• _Objective_
Recast every line of the records below as a numbered list, leaving out blank lines and the pictures.
═════ Record list
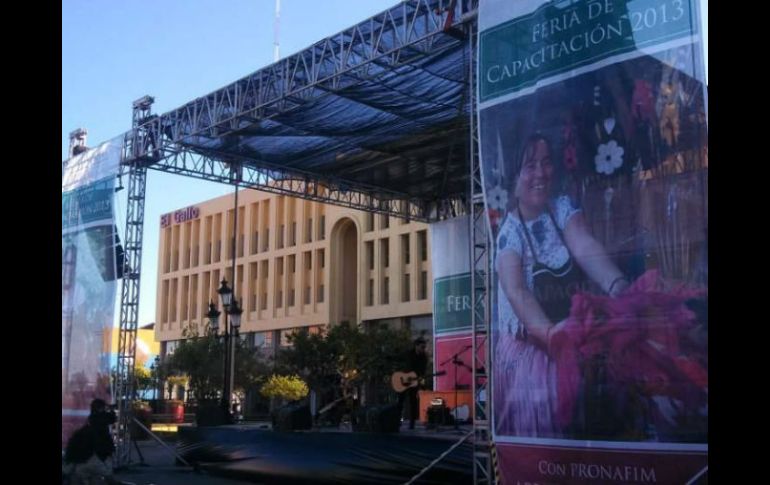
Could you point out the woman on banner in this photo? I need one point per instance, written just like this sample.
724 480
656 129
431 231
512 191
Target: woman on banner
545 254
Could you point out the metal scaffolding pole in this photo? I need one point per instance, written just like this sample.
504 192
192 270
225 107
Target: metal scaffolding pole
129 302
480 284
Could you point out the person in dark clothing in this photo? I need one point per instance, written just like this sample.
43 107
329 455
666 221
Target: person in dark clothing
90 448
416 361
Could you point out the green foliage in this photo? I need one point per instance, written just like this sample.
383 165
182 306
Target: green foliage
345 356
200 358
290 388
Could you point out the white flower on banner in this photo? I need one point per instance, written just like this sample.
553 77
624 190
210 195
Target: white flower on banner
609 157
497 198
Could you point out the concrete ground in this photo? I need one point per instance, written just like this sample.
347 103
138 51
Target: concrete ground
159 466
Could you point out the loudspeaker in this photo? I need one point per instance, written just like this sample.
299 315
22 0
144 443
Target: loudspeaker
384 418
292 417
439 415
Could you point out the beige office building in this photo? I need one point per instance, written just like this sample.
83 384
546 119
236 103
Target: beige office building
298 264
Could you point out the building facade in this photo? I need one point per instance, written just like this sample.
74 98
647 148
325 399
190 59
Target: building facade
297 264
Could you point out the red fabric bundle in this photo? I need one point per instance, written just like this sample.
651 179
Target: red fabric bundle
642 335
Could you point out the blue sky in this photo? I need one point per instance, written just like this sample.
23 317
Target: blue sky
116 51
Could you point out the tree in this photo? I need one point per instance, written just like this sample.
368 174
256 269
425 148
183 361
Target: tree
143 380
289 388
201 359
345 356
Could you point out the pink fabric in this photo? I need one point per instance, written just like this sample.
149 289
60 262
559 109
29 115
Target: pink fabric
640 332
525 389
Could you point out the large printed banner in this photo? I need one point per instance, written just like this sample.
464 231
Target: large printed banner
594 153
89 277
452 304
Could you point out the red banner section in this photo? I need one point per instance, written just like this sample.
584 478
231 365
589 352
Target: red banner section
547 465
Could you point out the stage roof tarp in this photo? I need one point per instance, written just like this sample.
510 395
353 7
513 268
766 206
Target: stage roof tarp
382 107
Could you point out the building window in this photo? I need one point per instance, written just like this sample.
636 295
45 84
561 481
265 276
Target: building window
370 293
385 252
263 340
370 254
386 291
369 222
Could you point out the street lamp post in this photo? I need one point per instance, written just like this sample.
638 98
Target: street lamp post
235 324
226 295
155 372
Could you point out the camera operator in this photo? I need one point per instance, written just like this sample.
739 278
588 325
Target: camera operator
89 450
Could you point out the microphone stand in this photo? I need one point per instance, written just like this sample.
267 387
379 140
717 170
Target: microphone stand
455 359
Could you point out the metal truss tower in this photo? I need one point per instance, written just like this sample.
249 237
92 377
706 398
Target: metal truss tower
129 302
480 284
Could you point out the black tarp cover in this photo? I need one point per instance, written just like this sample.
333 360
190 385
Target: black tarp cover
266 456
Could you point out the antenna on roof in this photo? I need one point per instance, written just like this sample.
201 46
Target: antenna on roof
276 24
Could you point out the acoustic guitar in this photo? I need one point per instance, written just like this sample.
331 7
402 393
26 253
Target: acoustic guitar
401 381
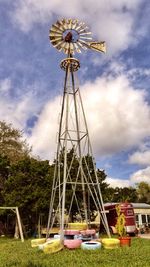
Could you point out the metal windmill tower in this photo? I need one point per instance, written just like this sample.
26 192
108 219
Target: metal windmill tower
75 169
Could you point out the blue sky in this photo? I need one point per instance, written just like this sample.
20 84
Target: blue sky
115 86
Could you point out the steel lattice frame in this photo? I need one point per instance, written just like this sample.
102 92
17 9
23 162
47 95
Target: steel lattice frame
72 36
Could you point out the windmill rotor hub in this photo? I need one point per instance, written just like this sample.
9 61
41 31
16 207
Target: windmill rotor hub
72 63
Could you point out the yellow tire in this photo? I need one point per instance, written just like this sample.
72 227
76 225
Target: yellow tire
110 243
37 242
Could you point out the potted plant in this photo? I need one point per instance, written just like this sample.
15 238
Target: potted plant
══════════
• _Task result_
1. Could you point out the woman on banner in this photo? I need one point per instance, written just like this sample.
2. 724 480
3. 656 129
4. 431 231
5. 512 191
6. Target: woman on banner
7. 545 254
8. Could you point out the metal scaffolding pole in this photo? I need one point per instance, written just like this sample.
9. 504 192
10. 192 270
11. 225 107
12. Target: metal scaffolding pole
13. 129 302
14. 480 284
15. Could you point out the person in dark clothing in this photo? I need one point per instance, written just like this sample.
16. 43 107
17. 329 455
18. 666 221
19. Target: person in dark clothing
20. 90 448
21. 416 361
22. Could you point out the green foliage in this photo? I need one point per instance, written just like this sample.
23. 383 165
24. 182 306
25. Target: green foliage
26. 345 356
27. 200 358
28. 290 388
29. Could you point out the white flower on banner in this photo? I need one point per instance, written just like this sample.
30. 553 77
31. 624 190
32. 210 195
33. Target: white flower on banner
34. 609 157
35. 497 198
36. Could you point out the concrete ground in this photo? I need one point per instance, written just like this sample.
37. 347 103
38. 138 51
39. Target: concrete ground
40. 159 466
41. Could you point out the loudspeaker in this photo? I need one point per instance, written just like this sample.
42. 299 315
43. 22 0
44. 144 443
45. Target: loudspeaker
46. 384 418
47. 292 417
48. 439 415
49. Could you point out the beige office building in this photo? I need one point per instance, written just like this sample.
50. 83 384
51. 546 119
52. 236 103
53. Target: beige office building
54. 298 264
55. Could you point out the building facade in this photo? I need one point per instance, written just like this sample.
56. 74 98
57. 647 148
58. 325 399
59. 190 59
60. Target: building facade
61. 297 264
62. Could you point out the red fabric bundle in this photo? I need one point per instance, written just like this sample.
63. 651 179
64. Target: red fabric bundle
65. 642 335
66. Could you point out the blue sky in this photo? I need one point per instance, written just like this sample.
67. 23 317
68. Target: blue sky
69. 116 51
70. Could you point out the tree in this photo? I need one point per instance, written just like this sample.
71. 368 174
72. 256 269
73. 425 148
74. 183 361
75. Target: tree
76. 143 380
77. 289 388
78. 201 359
79. 345 356
80. Could you point out the pink fabric in this photo? I need one point per instance, written just like this sample.
81. 149 289
82. 60 262
83. 559 109
84. 29 115
85. Target: pink fabric
86. 640 332
87. 525 389
88. Could you point out the large printed banner in this photo? I need one point per instance, written just like this sample.
89. 464 231
90. Target: large printed banner
91. 594 153
92. 89 277
93. 452 304
94. Could you point out the red banner section in this photo? I need one point per instance, written just like this sample.
95. 584 478
96. 231 365
97. 589 352
98. Target: red banner section
99. 547 465
100. Could you point out the stage roof tarp in this photo? I need one point per instance, written just like this sample.
101. 510 395
102. 353 7
103. 513 268
104. 766 206
105. Target: stage roof tarp
106. 382 107
107. Could you point out the building window in this photo? I need one point per instance, written just like this sample.
108. 636 295
109. 45 84
110. 561 481
111. 265 276
112. Target: building window
113. 370 293
114. 385 252
115. 263 340
116. 370 254
117. 386 291
118. 369 222
119. Could you point out the street lamp post in this photo? I need one point per instance, written just like this sample.
120. 638 98
121. Target: street lamp post
122. 235 324
123. 226 295
124. 155 372
125. Could you point out the camera operator in this photo? I need one point per instance, written just like this sample.
126. 739 278
127. 588 325
128. Target: camera operator
129. 89 450
130. Could you point out the microphone stand in this photo? I need one point per instance, written just like this sample.
131. 267 387
132. 379 140
133. 717 170
134. Target: microphone stand
135. 455 359
136. Could you point out the metal truss tower in this photo? I need one point per instance, written just like this sample.
137. 249 237
138. 92 377
139. 706 398
140. Target: metal truss tower
141. 129 302
142. 480 284
143. Could you point out the black tarp cover in this photo? I need one point per instance, written just like this sample.
144. 333 360
145. 190 385
146. Target: black tarp cover
147. 266 456
148. Could you point out the antenna on roof in this photo? I need one point per instance, written just like this sample.
149. 201 46
150. Target: antenna on roof
151. 276 24
152. Could you point out the acoustic guitar in this photo? I need one point per instance, written just like this sample.
153. 331 7
154. 402 393
155. 26 253
156. Target: acoustic guitar
157. 401 381
158. Could you point out the metal windmill tower in this photo? I need one point per instance, written just like this sample.
159. 26 192
160. 108 219
161. Target: metal windmill tower
162. 75 169
163. Could you point out the blue sky in this photo? I need one point per instance, written just like this sample.
164. 20 84
165. Target: blue sky
166. 115 86
167. Could you point out the steel lattice frame in this photo? I need one point per instance, written just like this sample.
168. 102 92
169. 17 9
170. 23 162
171. 47 95
172. Target: steel lattice frame
173. 72 36
174. Could you point out the windmill rotor hub in this photo? I need one point per instance, written just like this sample.
175. 9 61
176. 41 31
177. 16 207
178. Target: windmill rotor hub
179. 72 63
180. Could you point out the yellow tire in this photo? I need one point per instance, written just like this sample.
181. 72 227
182. 76 225
183. Target: yellow tire
184. 110 243
185. 37 242
186. Could you point out the potted plant in this photo? I need one point per instance, written just like this sample.
187. 15 238
188. Target: potted plant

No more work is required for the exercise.